→ Document excerpt
------------------------------
XML 19 R8.htm IDEA: XBRL DOCUMENT v3.21.2
PRESENTATION AND NATURE OF OPERATIONS
9 Months Ended
Sep. 30, 2021
Organization, Consolidation and Presentation of Financial Statements [Abstract]  
PRESENTATION AND NATURE OF OPERATIONS PRESENTATION AND NATURE OF OPERATIONS
Description and Organization

Rivian Automotive, Inc. (“Rivian” or the “Company”) was incorporated as a Delaware corporation on March 26, 2015. Rivian was formed for the purpose of developing, manufacturing, and selling category-defining electric vehicles (”EVs”) and accessories. The nature of the Company’s operations during the nine months ended September 30, 2020 and 2021 was primarily research and development activities related to vehicle development and its related technologies, and pre-production activities related to manufacturing and sales.

The Company’s Chief Executive Officer has been identified as the chief operating decision maker (“CODM”). As the CODM reviews financial information presented on a consolidated basis for purposes of making operating decisions, allocating resources, and evaluating financial performance, the Company has determined that it operates in one operating segment and one reportable segment.
------------------------------
→ Information
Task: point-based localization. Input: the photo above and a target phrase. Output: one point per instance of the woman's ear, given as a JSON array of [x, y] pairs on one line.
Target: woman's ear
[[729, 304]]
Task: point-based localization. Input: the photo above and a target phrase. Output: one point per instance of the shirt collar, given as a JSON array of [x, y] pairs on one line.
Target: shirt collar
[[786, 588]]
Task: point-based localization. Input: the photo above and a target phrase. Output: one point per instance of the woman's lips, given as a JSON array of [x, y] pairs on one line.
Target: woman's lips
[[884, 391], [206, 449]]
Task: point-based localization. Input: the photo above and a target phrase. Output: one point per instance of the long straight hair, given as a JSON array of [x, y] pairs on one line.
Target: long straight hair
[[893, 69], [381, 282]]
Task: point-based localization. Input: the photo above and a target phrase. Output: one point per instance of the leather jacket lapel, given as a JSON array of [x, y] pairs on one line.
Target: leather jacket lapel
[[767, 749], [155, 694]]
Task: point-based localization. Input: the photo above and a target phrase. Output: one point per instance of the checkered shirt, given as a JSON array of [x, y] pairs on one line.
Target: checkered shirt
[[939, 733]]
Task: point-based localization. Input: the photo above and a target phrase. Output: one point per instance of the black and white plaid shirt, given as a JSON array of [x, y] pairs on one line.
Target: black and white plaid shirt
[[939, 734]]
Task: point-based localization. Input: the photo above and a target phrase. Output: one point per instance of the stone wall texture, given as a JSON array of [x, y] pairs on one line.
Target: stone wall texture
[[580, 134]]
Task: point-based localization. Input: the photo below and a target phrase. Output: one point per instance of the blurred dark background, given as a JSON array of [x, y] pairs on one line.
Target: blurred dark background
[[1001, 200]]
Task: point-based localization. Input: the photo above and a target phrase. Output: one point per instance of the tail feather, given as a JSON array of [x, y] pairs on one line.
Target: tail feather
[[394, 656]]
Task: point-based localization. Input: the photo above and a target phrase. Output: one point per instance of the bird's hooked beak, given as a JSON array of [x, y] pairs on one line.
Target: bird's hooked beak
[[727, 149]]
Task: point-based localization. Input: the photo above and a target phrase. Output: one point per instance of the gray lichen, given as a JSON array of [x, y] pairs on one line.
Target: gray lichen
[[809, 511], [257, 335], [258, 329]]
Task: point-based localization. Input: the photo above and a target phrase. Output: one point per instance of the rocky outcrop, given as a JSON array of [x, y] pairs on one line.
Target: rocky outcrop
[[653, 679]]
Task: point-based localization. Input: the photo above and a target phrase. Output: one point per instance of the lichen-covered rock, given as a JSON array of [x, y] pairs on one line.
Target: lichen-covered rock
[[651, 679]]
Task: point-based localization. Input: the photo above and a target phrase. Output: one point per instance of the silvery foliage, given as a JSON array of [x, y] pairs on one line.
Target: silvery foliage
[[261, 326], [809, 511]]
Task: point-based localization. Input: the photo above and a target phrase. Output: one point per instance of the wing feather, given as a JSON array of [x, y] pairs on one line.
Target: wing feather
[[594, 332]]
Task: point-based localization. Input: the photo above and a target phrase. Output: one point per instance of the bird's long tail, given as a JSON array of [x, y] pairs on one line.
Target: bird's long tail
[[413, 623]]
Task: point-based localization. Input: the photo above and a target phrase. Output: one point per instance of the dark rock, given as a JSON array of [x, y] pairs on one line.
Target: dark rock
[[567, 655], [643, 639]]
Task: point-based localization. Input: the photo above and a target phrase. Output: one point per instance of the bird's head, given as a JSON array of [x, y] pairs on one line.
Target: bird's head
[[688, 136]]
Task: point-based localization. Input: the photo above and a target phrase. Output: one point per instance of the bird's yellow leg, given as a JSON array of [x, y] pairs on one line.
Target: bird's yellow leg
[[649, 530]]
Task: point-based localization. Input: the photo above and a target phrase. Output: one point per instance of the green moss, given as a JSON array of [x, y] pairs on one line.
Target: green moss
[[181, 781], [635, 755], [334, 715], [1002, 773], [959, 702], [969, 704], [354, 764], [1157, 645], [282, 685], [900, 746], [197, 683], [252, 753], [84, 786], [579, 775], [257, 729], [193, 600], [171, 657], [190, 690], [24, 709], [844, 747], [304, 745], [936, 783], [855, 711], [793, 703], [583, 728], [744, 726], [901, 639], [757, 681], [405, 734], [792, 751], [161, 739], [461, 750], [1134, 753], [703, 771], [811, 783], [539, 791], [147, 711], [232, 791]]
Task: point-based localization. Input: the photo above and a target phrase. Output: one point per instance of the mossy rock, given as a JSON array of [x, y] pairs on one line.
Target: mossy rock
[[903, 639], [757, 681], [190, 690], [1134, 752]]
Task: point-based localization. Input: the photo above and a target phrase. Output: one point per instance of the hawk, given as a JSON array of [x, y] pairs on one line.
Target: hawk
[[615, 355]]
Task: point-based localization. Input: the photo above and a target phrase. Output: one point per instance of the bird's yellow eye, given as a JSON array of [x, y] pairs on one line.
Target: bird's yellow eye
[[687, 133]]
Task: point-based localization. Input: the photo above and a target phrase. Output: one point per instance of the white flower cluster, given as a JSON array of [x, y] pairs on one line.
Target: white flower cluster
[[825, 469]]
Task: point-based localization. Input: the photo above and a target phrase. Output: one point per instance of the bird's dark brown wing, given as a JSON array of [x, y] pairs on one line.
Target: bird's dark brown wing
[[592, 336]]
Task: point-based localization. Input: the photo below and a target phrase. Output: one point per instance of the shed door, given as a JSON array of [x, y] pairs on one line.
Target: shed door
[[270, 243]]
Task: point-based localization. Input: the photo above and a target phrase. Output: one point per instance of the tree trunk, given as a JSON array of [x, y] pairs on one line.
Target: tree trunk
------------------------------
→ Problems to solve
(a) Output the passage of the Rivian filing excerpt starting with "XML 19 R8.htm" and going on through "manufacturing and sales.".
(b) From the Rivian filing excerpt, list every purpose for which the CODM is said to review financial information presented on a consolidated basis.
(c) Answer these questions from the Rivian filing excerpt:
(i) In what state, and on what date, was Rivian incorporated?
(ii) Who has been identified as the chief operating decision maker?
(iii) How many operating segments has the Company determined it operates in?
None of the material above is needed for the work on the Rivian filing excerpt.

→ Expected results
(a)
XML 19 R8.htm IDEA: XBRL DOCUMENT v3.21.2
PRESENTATION AND NATURE OF OPERATIONS
9 Months Ended
Sep. 30, 2021
Organization, Consolidation and Presentation of Financial Statements [Abstract]  
PRESENTATION AND NATURE OF OPERATIONS PRESENTATION AND NATURE OF OPERATIONS
Description and Organization

Rivian Automotive, Inc. (“Rivian” or the “Company”) was incorporated as a Delaware corporation on March 26, 2015. Rivian was formed for the purpose of developing, manufacturing, and selling category-defining electric vehicles (”EVs”) and accessories. The nature of the Company’s operations during the nine months ended September 30, 2020 and 2021 was primarily research and development activities related to vehicle development and its related technologies, and pre-production activities related to manufacturing and sales.

(b)
- Making operating decisions
- Allocating resources
- Evaluating financial performance

(c)
(i) Delaware, on March 26, 2015.
(ii) The Company's Chief Executive Officer.
(iii) One operating segment.